--- BEGIN DATA PROVIDED ---

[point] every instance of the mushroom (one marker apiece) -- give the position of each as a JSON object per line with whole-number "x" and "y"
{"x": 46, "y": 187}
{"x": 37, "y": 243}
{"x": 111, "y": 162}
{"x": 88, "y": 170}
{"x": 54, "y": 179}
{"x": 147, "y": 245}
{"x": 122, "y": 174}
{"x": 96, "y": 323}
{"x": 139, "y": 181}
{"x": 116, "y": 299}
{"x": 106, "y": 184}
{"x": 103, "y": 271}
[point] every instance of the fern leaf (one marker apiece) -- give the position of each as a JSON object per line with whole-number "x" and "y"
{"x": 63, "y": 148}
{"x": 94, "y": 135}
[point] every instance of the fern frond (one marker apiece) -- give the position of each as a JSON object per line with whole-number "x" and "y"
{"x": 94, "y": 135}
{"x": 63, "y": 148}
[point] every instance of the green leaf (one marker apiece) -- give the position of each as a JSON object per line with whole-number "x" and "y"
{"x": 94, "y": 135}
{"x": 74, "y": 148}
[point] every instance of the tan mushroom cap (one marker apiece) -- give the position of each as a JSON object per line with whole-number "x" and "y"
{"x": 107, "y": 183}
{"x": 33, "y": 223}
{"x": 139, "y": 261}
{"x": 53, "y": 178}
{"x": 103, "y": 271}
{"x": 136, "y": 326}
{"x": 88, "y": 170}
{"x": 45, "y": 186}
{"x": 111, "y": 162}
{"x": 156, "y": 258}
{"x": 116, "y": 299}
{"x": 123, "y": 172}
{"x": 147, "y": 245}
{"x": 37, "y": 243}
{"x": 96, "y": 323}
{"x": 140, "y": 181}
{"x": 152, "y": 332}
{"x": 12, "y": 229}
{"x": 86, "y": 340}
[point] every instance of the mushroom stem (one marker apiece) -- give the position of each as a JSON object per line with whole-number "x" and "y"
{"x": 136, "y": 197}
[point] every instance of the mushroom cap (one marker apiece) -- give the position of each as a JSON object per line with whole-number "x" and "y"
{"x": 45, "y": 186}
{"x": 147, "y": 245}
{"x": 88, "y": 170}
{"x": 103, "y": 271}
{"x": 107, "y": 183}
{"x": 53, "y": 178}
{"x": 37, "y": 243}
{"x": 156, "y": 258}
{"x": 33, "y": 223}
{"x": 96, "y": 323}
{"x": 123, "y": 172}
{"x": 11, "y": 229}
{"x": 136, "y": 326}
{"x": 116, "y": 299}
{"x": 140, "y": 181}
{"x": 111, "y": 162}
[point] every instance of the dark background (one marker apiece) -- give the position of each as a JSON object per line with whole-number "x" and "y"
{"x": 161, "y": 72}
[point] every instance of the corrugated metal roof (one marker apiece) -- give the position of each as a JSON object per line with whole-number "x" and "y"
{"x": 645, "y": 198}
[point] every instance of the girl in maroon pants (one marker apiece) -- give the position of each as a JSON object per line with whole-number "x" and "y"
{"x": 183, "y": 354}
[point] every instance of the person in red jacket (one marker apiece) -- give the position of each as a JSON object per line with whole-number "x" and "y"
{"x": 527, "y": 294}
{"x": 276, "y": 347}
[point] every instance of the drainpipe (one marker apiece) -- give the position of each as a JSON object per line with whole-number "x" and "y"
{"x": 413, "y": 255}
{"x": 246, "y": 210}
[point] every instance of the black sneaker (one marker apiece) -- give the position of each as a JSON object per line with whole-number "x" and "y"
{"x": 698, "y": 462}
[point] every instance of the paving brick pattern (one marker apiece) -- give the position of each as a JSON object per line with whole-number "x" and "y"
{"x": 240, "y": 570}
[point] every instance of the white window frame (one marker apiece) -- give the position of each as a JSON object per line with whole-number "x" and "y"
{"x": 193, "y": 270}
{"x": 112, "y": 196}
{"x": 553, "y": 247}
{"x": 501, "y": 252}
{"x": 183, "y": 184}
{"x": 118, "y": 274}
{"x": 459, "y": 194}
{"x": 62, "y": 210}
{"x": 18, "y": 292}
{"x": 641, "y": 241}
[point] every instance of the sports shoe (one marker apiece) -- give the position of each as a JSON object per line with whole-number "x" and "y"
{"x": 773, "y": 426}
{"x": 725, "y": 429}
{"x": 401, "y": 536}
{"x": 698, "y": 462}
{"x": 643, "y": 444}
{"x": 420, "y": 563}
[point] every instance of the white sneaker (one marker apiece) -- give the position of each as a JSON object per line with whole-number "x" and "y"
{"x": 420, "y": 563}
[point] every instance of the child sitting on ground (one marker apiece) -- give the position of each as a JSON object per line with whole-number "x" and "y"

--- END DATA PROVIDED ---

» **EXERCISE PROMPT**: Turn all of the lines in the items above into a Markdown table with one column headed Row, giving each line's number, and another headed Line, giving the line itself, leaving out any blank lines.

» **EXERCISE RESPONSE**:
| Row | Line |
|---|---|
| 1 | [point] every instance of the mushroom (one marker apiece) -- give the position of each as a JSON object per line with whole-number "x" and "y" |
| 2 | {"x": 46, "y": 187} |
| 3 | {"x": 37, "y": 243} |
| 4 | {"x": 111, "y": 162} |
| 5 | {"x": 88, "y": 170} |
| 6 | {"x": 54, "y": 179} |
| 7 | {"x": 147, "y": 245} |
| 8 | {"x": 122, "y": 174} |
| 9 | {"x": 96, "y": 323} |
| 10 | {"x": 139, "y": 181} |
| 11 | {"x": 116, "y": 299} |
| 12 | {"x": 106, "y": 184} |
| 13 | {"x": 103, "y": 271} |
| 14 | [point] every instance of the fern leaf (one marker apiece) -- give the position of each as a JSON object per line with whole-number "x" and "y" |
| 15 | {"x": 63, "y": 148} |
| 16 | {"x": 94, "y": 135} |
| 17 | [point] every instance of the fern frond (one marker apiece) -- give the position of each as a JSON object per line with whole-number "x" and "y" |
| 18 | {"x": 94, "y": 135} |
| 19 | {"x": 63, "y": 148} |
| 20 | [point] every instance of the green leaf (one marker apiece) -- give the position of each as a JSON object per line with whole-number "x" and "y" |
| 21 | {"x": 94, "y": 135} |
| 22 | {"x": 74, "y": 148} |
| 23 | [point] every instance of the tan mushroom cap (one marker apiece) -- give the position of each as a JSON object per line with whole-number "x" and "y" |
| 24 | {"x": 107, "y": 183} |
| 25 | {"x": 33, "y": 223} |
| 26 | {"x": 139, "y": 261} |
| 27 | {"x": 53, "y": 178} |
| 28 | {"x": 103, "y": 271} |
| 29 | {"x": 136, "y": 326} |
| 30 | {"x": 88, "y": 170} |
| 31 | {"x": 45, "y": 186} |
| 32 | {"x": 111, "y": 162} |
| 33 | {"x": 156, "y": 258} |
| 34 | {"x": 116, "y": 299} |
| 35 | {"x": 123, "y": 172} |
| 36 | {"x": 147, "y": 245} |
| 37 | {"x": 37, "y": 243} |
| 38 | {"x": 96, "y": 323} |
| 39 | {"x": 140, "y": 181} |
| 40 | {"x": 152, "y": 332} |
| 41 | {"x": 12, "y": 229} |
| 42 | {"x": 86, "y": 340} |
| 43 | [point] every instance of the mushroom stem (one marker apiece) -- give the position of each as a JSON object per line with whole-number "x" and "y" |
| 44 | {"x": 136, "y": 197} |
| 45 | [point] every instance of the mushroom cap (one marker apiece) -- give the position of each as a JSON object per line with whole-number "x" and "y" |
| 46 | {"x": 45, "y": 186} |
| 47 | {"x": 147, "y": 245} |
| 48 | {"x": 88, "y": 170} |
| 49 | {"x": 103, "y": 271} |
| 50 | {"x": 107, "y": 183} |
| 51 | {"x": 53, "y": 178} |
| 52 | {"x": 37, "y": 243} |
| 53 | {"x": 156, "y": 258} |
| 54 | {"x": 33, "y": 223} |
| 55 | {"x": 96, "y": 323} |
| 56 | {"x": 123, "y": 172} |
| 57 | {"x": 11, "y": 229} |
| 58 | {"x": 136, "y": 326} |
| 59 | {"x": 116, "y": 299} |
| 60 | {"x": 140, "y": 181} |
| 61 | {"x": 111, "y": 162} |
| 62 | [point] every instance of the dark background (one marker apiece) -- give the position of each as a JSON object per line with whole-number "x" and "y" |
| 63 | {"x": 161, "y": 72} |
| 64 | [point] every instance of the corrugated metal roof (one marker apiece) -- give the position of each as a JSON object per line with whole-number "x" and "y" |
| 65 | {"x": 645, "y": 198} |
| 66 | [point] every instance of the girl in maroon pants (one marker apiece) -- give the position of each as a JSON object per line with whole-number "x" and "y" |
| 67 | {"x": 183, "y": 354} |
| 68 | [point] every instance of the person in red jacket (one marker apiece) -- give the position of each as a JSON object per line with whole-number "x" and "y" |
| 69 | {"x": 527, "y": 294} |
| 70 | {"x": 276, "y": 347} |
| 71 | [point] every instance of the drainpipe (one marker apiece) -- give the position of each as a JSON object per line with whole-number "x" and "y" |
| 72 | {"x": 413, "y": 255} |
| 73 | {"x": 246, "y": 210} |
| 74 | [point] every instance of the black sneaker (one marker apiece) -- give the position of each as a JSON object per line with whole-number "x" and "y" |
| 75 | {"x": 698, "y": 462} |
| 76 | [point] every instance of the paving brick pattern (one marker apiece) -- give the position of each as a JSON object per line with whole-number "x" and "y" |
| 77 | {"x": 240, "y": 570} |
| 78 | [point] every instance of the white window frame (one marker apiece) -- give the position of each as a JSON object per line with whole-number "x" and "y" |
| 79 | {"x": 193, "y": 270} |
| 80 | {"x": 112, "y": 196} |
| 81 | {"x": 553, "y": 247} |
| 82 | {"x": 501, "y": 252} |
| 83 | {"x": 183, "y": 184} |
| 84 | {"x": 118, "y": 274} |
| 85 | {"x": 459, "y": 194} |
| 86 | {"x": 62, "y": 210} |
| 87 | {"x": 18, "y": 292} |
| 88 | {"x": 641, "y": 241} |
| 89 | [point] every instance of the sports shoe (one marker apiece) -- give the position of each as a JSON object per line with whole-number "x" and "y" |
| 90 | {"x": 773, "y": 426} |
| 91 | {"x": 725, "y": 429} |
| 92 | {"x": 401, "y": 536} |
| 93 | {"x": 698, "y": 462} |
| 94 | {"x": 643, "y": 444} |
| 95 | {"x": 420, "y": 563} |
| 96 | [point] every instance of the white sneaker (one marker apiece) -- give the position of each as a JSON object per line with whole-number "x" and "y" |
| 97 | {"x": 420, "y": 563} |
| 98 | [point] every instance of the child sitting on ground (one marker apiece) -- give the position of each as a JSON object per line with whole-number "x" and "y" |